Task description ::
Every record must appear in your copy exactly as written, with no pictures.

____________________

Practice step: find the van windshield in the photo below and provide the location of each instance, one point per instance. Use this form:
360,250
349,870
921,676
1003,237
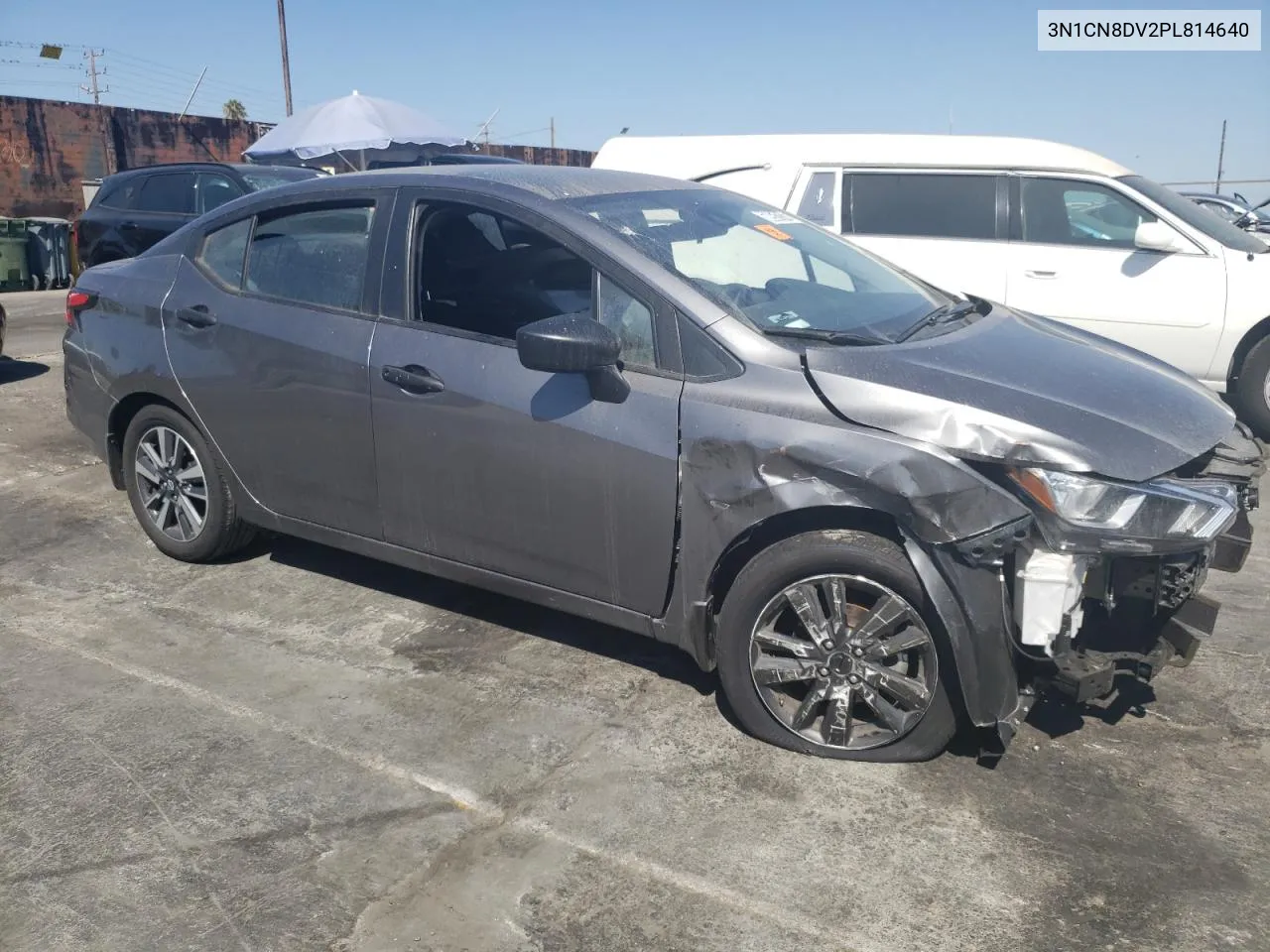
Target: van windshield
772,270
1197,216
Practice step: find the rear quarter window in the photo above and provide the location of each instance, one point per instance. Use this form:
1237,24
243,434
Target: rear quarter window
223,252
118,194
313,255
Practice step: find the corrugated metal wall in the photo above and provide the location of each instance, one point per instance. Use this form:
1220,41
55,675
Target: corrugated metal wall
49,148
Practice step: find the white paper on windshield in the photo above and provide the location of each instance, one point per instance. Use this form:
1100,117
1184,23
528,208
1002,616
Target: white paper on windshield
776,217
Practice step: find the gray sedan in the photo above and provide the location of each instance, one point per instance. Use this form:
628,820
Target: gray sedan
881,511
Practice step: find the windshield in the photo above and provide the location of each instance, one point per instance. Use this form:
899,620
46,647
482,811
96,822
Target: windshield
1197,216
272,177
772,270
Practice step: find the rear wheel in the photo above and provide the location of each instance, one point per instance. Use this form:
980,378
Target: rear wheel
826,648
1252,389
177,490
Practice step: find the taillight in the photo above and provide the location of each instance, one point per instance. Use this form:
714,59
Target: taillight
76,299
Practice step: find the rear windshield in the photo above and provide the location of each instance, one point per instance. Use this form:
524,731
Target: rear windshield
272,177
1197,216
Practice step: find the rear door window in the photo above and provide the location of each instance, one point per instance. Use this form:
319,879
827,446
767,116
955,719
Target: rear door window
1070,212
169,194
313,255
920,204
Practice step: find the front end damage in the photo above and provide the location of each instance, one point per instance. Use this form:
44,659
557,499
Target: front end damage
1087,611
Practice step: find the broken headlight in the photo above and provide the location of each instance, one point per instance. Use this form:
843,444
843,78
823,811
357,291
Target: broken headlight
1086,515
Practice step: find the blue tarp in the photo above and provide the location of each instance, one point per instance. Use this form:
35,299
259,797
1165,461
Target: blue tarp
348,126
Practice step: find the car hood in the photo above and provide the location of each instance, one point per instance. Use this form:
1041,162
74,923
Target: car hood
1026,390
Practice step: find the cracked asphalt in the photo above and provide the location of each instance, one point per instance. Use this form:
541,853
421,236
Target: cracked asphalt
309,751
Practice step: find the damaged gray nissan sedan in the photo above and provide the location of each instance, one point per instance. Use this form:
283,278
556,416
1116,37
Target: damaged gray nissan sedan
881,511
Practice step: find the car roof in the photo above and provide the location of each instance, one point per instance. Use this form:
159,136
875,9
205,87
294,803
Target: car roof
690,157
549,181
1211,197
193,167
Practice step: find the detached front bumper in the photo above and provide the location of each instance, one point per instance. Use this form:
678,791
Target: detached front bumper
1133,615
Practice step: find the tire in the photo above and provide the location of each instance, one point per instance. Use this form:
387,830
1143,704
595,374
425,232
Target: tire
878,572
220,531
1251,389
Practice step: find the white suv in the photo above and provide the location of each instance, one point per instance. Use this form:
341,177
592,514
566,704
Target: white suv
1038,226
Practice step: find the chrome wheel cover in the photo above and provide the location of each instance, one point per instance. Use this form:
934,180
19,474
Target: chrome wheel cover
172,484
843,661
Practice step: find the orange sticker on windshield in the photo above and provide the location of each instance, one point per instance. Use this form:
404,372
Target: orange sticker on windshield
774,231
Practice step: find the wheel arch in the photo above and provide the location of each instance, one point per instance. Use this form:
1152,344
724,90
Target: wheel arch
1250,339
964,599
117,425
785,525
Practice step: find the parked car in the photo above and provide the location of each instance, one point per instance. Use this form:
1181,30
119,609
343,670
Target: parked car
869,503
134,209
1038,226
1234,208
444,159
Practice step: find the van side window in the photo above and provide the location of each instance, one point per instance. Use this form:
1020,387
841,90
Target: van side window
817,204
924,204
1070,212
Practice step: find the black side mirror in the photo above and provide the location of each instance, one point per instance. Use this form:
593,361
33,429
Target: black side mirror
575,343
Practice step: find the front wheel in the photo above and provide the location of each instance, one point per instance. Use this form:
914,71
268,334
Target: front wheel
826,648
1252,389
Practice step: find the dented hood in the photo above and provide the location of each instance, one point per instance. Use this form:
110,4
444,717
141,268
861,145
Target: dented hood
1028,390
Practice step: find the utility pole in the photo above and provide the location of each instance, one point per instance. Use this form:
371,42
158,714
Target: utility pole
93,87
286,61
194,90
1220,155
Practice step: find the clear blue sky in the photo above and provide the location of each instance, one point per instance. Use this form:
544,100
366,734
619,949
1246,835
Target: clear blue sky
674,67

____________________

Output for this task ::
Practice step: find the van windshield in the photo below and provide the location of each instance, one point per instance. Use this form:
360,250
349,870
921,676
1003,237
Target: van windshield
772,270
1197,216
Practice step: find the rear quarter window in the photo above and provide the location of each instance, one point per instance. Use this form:
1237,24
243,434
Target: rear quarter window
223,252
118,194
313,255
Practice step: find the corrugated metal wall in the photo above and provide the location of each instance, one point per instance. Use this form:
1220,41
55,675
Target: corrugated metal wall
49,148
Practice step: find the white paper on windshield in the photo above and provide the location of each instance, one point per instance. Use this form:
1100,117
1184,23
528,208
1002,616
Target: white paper on windshield
776,217
Practice step: find the gray sedan in the photo above and provide the location of each instance, one point per instance. Use this form:
628,820
Target: gray sedan
881,511
Practice step: find the windshield in the photo above and provide the location of each instance, one point per instance. Use this form:
899,620
46,647
482,811
96,822
Target: windshield
1197,216
272,177
772,270
Practice step: find the rear wheel in the photo above and provide the location of each instance, one point per instance. Use this form:
980,378
Target: rear wheel
826,648
1252,389
177,490
Practice step: find the taillight in the photo above and provide the location of each instance, one point per instance. Use this form:
714,59
Target: taillight
76,299
Practice step: find the rear windshield in the photo above and provide the location of each instance, one point per instance. Use this form:
524,731
Target: rear windshield
272,177
1197,216
Practice step: find the rear door window in the photo above and provide the location of each instance, one point per instance. Use this form:
319,879
827,446
767,116
955,719
Target: rear door window
1070,212
169,194
313,255
920,204
Practice step: find the front end damage in the photo above and provide the location of each instance, one point per instance. Use this form:
44,659
557,499
Target: front end damage
1087,611
Practice step: find the broken headlight in the photo above and provide the location of each instance, one point per instance. Use this form:
843,444
843,78
823,811
357,291
Target: broken headlight
1086,515
Practice step: find the blue tarp in the photo above and provide the location of each instance, one point per instance. Use this form:
35,299
259,797
1165,461
Target: blue tarp
348,126
Practice step: find the car hood in the photo above and provide the location of each instance, one point per instance. Use this form:
1041,162
74,923
Target: car hood
1026,390
Practice step: find the cracked asphalt in the photo above and provide the location of each instance, one point per instance. Use this form:
541,853
421,236
Target: cracked asphalt
309,751
Practice step: find the damaged gray nissan sedan in the photo above and provide the location of each instance, one point per instance. Use this form:
283,278
556,416
1116,37
Target: damaged gray nissan sedan
881,511
Practice step: find the car roof in the photo above and provide the location of each instance, one point per instance. Use this form:
159,136
875,9
205,87
294,803
Target: car roof
690,157
549,181
1211,197
193,167
Practice step: find the detached front bumper in the photo above and provide the location of each instance, one point per instance. Use this form:
678,791
Target: detached front bumper
1133,615
Practice step: find the tire in the photo above and provide the location of each instance, one point per instance. Use this form:
387,830
1143,704
595,374
425,232
Target: tire
878,572
220,531
1251,389
Practice step: find the white suv in the photo above and provide the location of each instance, one point per instance. Use this form:
341,177
592,514
566,704
Target: white suv
1038,226
Practice step: find the chrome wheel cover in the photo above and provide the location of each instance, one point per instance. Use this form:
934,180
19,474
Target: chrome wheel cover
172,484
843,661
Practice step: find the orange sticker on windshield in the photo above and provide the location of each instance, one point per instance. Use this form:
404,372
Target: orange sticker on windshield
774,231
Practice step: find the wheel arch in the photo above and provide the location of each instance, one point per instance. Use this form:
1152,344
724,90
Target: wheel arch
1250,339
964,599
117,425
785,525
Practice step: find the parked car in the photo above and provide the location of each instance, one point per instance. Use this form:
1181,30
119,609
343,670
Target: parked car
869,503
134,209
1038,226
1234,208
444,159
Practice step: find the van side window in the photo above and provide the location of each instance, one point per instance. Use this form:
1020,387
841,90
Target: van side window
817,204
924,204
1070,212
Practice step: find the black side mirror in the photo above and provide the location of each instance, one point per instance. Use this form:
593,361
33,429
Target: black side mirror
575,343
Practice step: find the front wheel in the photo above and provide the location of each instance, one point per instance. Use this form:
914,71
268,334
Target: front wheel
826,648
1252,389
Practice step: find the dented hood in the photo above and provide the location of each instance, one point per instance. Use this form:
110,4
444,717
141,268
861,145
Target: dented hood
1028,390
Practice step: find the utility pole in the photo above and provide the location of each instance, one point per instance. Use this form:
371,42
158,714
Target: utility pole
93,87
286,61
194,90
1220,155
Practice step: find the clear blue sky in the photo above and provide the location of each instance, one point per instance. Use this form:
544,100
366,734
619,949
1246,835
Target: clear blue sky
674,67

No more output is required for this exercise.